Saved entries
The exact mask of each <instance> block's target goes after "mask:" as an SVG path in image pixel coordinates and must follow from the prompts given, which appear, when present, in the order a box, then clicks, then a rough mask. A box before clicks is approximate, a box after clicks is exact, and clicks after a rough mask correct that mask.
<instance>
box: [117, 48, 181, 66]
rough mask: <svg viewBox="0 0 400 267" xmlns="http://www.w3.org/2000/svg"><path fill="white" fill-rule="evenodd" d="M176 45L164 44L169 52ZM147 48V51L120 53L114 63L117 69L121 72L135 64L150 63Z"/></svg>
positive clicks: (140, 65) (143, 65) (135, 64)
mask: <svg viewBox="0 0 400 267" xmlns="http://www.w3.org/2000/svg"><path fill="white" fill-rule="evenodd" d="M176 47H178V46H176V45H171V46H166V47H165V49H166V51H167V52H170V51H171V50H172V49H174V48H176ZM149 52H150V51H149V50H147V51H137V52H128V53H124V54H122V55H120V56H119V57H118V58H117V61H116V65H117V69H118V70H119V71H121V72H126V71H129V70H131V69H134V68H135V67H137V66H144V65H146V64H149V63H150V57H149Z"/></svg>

> _ABOUT THIS EXERCISE_
Output the number of lines above holding the word "rough", and nothing besides it.

> _WRITTEN ANSWER_
2